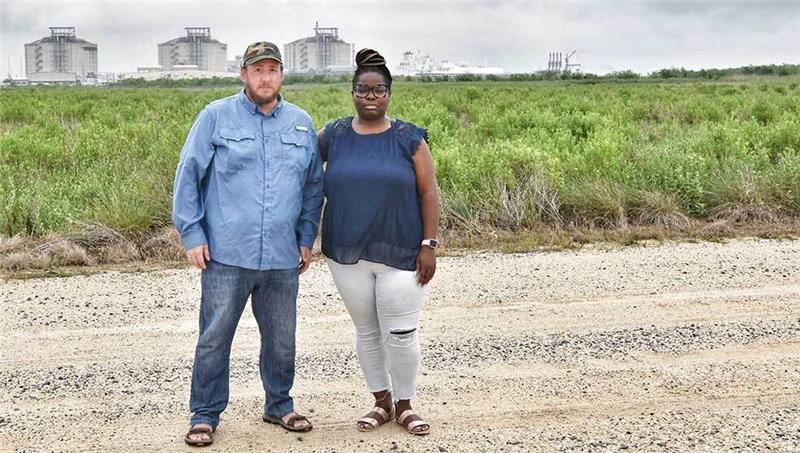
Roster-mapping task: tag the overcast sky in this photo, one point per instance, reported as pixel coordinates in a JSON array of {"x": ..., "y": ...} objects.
[{"x": 608, "y": 35}]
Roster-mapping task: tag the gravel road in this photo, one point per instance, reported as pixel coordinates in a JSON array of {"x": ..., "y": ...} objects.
[{"x": 668, "y": 347}]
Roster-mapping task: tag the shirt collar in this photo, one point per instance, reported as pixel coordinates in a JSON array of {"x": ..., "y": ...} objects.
[{"x": 252, "y": 107}]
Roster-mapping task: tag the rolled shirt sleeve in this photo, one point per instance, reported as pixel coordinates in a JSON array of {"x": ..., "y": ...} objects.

# Work to be completed
Please render the lines of the items above as a JSON list of strings, one string per line, leaving out blank lines and the pictures.

# Answer to this task
[
  "Roster-mapping task: tag the overcast sky in this photo, one point per instance, reported as pixel coordinates in a JSON array of {\"x\": ..., \"y\": ...} objects.",
  "[{\"x\": 608, \"y\": 35}]",
  "Roster-mapping task: tag the gravel road in this photo, one point per instance, reported as pixel coordinates in a JSON array of {\"x\": ..., \"y\": ...} objects.",
  "[{\"x\": 668, \"y\": 347}]",
  "Roster-mapping task: tag the shirt collar in this photo, one point per instance, reported as pixel coordinates in a JSON array of {\"x\": ..., \"y\": ...} objects.",
  "[{\"x\": 252, \"y\": 107}]",
  "Roster-mapping task: tag the rolled shirt sleeve in this photo, one point per instance, reported as pixel coordinates in a JSON array of {\"x\": ..., \"y\": ...} objects."
]